>> begin

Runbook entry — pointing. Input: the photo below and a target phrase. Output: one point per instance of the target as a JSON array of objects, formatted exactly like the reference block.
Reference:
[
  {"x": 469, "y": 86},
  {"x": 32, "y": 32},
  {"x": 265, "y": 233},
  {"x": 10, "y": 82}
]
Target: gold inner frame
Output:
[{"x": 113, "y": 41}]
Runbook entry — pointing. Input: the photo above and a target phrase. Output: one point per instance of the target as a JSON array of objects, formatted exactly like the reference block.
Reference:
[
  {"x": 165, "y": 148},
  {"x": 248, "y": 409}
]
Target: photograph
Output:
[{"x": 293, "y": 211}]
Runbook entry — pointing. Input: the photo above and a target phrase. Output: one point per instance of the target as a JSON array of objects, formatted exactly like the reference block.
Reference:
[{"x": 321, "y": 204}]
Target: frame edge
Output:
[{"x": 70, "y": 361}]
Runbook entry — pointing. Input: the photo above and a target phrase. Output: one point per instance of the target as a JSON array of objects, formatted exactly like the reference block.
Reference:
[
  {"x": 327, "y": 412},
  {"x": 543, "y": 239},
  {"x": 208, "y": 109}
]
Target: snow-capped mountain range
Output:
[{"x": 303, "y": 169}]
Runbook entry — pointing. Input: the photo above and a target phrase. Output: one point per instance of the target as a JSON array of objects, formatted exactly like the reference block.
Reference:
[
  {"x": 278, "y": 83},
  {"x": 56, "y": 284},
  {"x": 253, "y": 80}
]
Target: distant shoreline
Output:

>> end

> **Goal of the exercise**: Using the entries above, please restate each one word for word.

> **Task result**:
Runbook entry — pointing. Input: the photo below and a target phrase. Output: one point per instance of the target as a JSON array of objects, formatted exactly like the reference block.
Reference:
[
  {"x": 469, "y": 86},
  {"x": 32, "y": 32},
  {"x": 265, "y": 233},
  {"x": 10, "y": 82}
]
Target: gold inner frame
Output:
[{"x": 113, "y": 41}]
Runbook entry — pointing. Input: the photo above and a target phrase. Output: one point per instance of the target as a JSON array of objects, formatted exactly like the reference block.
Reference:
[
  {"x": 165, "y": 148},
  {"x": 248, "y": 409}
]
Target: photograph
Output:
[{"x": 293, "y": 211}]
Runbook entry — pointing. Input: the photo above and a target phrase. Output: one point per instance of the target as a JSON array of objects, formatted exactly like the reference block.
Reference:
[{"x": 321, "y": 204}]
Target: frame edge
Output:
[{"x": 70, "y": 361}]
Runbook entry — pointing. Input: the photo above and a target phrase. Output: one point per instance of the target as a JSON array of objects, formatted exactly like the reference block.
Reference:
[
  {"x": 327, "y": 412},
  {"x": 543, "y": 239},
  {"x": 208, "y": 109}
]
Target: snow-capped mountain range
Output:
[{"x": 303, "y": 169}]
Runbook entry — pointing. Input: the photo above and a target phrase. Output: one point per instance of the target as a JSON array of objects, formatted exactly like the reference block.
Reference:
[
  {"x": 278, "y": 83},
  {"x": 56, "y": 284},
  {"x": 253, "y": 80}
]
Target: distant shoreline
Output:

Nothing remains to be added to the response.